**ASSIGNMENT:** Only the lines from the one containing "Set-play tagging: locate each instance of the car headlight" through the end of the data belong in the answer; reproduce them exactly.

Natural language region descriptions:
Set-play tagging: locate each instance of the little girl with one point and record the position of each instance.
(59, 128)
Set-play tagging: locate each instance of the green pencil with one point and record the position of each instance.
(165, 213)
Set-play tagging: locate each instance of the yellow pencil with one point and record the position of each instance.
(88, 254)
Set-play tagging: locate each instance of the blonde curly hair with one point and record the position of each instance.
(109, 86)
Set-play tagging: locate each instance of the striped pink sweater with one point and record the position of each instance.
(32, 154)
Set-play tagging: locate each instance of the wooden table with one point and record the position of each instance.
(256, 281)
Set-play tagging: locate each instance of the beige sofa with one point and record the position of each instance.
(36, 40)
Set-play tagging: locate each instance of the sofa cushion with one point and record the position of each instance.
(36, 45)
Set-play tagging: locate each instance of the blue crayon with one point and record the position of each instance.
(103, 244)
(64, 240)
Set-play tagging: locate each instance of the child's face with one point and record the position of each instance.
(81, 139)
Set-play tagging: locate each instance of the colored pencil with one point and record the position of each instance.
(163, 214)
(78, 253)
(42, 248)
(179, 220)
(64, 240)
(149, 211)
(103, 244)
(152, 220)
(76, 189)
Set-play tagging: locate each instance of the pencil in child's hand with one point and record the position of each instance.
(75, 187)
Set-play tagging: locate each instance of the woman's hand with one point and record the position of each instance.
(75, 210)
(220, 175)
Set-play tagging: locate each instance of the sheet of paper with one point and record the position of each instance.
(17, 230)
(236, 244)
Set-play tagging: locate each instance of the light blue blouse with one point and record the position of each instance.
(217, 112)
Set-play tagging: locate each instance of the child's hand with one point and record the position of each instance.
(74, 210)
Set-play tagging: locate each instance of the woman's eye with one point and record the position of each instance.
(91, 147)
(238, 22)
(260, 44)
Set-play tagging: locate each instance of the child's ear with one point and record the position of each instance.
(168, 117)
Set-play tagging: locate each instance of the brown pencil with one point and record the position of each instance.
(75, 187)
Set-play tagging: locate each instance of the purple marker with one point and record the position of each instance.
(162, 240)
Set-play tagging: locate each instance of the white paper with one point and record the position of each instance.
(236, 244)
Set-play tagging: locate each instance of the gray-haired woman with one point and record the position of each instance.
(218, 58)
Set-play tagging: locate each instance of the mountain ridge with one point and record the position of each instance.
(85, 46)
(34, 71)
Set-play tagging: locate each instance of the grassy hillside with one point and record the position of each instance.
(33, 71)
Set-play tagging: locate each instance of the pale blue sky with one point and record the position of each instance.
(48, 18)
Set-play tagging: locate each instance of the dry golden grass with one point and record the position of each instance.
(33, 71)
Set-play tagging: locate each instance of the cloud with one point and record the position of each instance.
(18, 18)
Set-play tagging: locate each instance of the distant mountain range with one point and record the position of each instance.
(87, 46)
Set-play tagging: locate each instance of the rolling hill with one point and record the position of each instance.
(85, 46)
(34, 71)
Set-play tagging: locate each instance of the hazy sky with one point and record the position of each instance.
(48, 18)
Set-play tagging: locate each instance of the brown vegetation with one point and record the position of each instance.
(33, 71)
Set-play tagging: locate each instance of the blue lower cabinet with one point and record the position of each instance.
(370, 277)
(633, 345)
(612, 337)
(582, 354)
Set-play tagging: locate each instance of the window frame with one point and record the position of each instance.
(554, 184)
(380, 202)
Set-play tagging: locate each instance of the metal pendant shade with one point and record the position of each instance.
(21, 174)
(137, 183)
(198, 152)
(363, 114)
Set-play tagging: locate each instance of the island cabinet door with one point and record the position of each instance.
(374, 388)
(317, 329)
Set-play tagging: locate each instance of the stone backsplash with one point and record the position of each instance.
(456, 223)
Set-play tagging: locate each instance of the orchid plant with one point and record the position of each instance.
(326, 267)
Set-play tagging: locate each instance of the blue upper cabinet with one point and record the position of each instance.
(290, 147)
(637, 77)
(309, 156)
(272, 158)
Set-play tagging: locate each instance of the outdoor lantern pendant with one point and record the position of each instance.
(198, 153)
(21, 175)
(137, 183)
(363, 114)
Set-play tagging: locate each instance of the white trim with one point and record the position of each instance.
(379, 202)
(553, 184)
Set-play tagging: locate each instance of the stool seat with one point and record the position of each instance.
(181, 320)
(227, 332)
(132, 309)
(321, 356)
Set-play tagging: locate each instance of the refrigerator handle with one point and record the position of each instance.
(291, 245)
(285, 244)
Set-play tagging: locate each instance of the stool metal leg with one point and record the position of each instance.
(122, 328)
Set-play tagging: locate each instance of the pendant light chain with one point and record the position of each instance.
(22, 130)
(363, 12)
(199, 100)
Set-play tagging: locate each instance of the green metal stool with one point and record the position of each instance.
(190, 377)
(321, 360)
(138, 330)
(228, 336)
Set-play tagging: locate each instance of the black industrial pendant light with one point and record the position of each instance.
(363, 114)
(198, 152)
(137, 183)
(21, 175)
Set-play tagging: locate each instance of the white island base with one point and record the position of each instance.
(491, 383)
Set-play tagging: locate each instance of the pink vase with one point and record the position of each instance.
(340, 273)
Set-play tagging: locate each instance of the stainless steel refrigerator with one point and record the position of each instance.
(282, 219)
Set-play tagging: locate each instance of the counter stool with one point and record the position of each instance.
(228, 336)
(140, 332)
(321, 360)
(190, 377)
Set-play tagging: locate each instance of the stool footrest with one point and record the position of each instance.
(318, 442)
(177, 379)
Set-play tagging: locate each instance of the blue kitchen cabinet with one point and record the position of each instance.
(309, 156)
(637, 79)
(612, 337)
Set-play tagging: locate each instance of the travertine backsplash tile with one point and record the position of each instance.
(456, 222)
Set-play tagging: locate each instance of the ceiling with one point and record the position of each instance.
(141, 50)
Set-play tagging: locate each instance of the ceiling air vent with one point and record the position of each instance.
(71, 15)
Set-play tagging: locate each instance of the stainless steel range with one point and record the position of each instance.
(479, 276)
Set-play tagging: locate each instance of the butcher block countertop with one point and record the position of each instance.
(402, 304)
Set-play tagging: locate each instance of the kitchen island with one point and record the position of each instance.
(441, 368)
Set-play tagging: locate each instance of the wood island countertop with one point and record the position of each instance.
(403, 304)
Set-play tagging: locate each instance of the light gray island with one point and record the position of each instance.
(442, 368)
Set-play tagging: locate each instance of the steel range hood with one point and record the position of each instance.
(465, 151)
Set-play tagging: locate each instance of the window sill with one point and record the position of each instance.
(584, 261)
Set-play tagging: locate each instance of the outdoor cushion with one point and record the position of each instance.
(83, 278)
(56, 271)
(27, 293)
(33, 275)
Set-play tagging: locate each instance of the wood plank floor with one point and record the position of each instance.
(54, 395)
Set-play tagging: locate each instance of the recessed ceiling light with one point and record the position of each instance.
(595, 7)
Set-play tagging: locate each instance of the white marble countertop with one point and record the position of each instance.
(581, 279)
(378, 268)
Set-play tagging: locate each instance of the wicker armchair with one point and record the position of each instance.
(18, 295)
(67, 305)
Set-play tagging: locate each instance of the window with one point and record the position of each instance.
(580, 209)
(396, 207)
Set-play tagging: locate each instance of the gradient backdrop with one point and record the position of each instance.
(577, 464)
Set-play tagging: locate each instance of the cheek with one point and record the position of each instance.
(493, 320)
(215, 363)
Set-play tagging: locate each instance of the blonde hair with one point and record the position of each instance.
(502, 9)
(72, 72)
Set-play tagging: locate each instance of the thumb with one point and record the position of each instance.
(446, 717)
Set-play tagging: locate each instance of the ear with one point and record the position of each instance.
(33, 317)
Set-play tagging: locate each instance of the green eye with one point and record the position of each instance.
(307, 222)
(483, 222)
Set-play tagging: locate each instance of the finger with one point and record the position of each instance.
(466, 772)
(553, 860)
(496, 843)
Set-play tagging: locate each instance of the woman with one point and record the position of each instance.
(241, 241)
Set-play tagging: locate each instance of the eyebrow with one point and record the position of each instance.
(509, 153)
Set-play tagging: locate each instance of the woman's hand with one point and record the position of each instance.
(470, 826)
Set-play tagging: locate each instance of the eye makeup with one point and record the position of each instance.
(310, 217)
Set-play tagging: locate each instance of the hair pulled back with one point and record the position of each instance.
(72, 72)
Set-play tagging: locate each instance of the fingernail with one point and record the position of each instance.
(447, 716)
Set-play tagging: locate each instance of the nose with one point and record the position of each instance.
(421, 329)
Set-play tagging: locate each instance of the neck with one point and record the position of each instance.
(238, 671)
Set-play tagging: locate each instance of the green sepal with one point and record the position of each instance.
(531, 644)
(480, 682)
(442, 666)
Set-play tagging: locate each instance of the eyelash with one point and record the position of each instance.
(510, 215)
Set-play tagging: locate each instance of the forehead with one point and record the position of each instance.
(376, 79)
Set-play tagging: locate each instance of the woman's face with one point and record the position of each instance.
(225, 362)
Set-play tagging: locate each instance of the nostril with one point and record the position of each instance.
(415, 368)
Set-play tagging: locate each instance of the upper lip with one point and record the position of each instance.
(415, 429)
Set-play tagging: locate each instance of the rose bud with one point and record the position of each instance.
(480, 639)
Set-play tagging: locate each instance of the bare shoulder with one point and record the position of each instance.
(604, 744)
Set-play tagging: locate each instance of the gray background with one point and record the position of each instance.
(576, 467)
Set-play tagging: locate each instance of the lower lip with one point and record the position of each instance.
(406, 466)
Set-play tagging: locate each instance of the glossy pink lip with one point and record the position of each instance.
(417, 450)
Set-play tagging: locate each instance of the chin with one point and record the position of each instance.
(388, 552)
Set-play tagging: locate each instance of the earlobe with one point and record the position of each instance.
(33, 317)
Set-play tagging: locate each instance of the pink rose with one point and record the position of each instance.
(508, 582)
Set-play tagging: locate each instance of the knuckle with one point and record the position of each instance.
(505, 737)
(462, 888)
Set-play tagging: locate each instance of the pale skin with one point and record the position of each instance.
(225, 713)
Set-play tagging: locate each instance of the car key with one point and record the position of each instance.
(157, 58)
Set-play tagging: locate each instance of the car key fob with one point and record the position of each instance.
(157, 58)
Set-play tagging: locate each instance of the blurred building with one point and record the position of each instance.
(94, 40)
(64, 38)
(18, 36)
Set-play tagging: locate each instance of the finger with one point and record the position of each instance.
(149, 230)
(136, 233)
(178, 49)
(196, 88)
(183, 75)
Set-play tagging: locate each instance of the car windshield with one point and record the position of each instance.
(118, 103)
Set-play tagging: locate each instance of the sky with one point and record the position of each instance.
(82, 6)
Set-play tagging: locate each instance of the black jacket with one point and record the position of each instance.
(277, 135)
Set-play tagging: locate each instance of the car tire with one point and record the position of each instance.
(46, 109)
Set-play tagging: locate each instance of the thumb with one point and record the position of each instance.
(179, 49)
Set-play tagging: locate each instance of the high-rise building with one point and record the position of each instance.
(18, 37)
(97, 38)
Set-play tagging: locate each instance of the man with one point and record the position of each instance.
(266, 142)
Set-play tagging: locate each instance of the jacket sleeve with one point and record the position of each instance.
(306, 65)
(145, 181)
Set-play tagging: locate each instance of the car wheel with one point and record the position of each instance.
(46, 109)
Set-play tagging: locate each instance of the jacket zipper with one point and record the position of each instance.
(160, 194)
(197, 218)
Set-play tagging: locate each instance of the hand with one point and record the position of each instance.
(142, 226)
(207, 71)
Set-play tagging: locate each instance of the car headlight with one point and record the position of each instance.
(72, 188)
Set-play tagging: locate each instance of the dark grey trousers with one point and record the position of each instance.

**ANSWER SPACE:**
Set-play tagging: locate each instance of the car headlight with one point and record the position of each instance.
(72, 188)
Set-play tagging: locate each instance of the dark grey trousers with one point and record the position of each instance.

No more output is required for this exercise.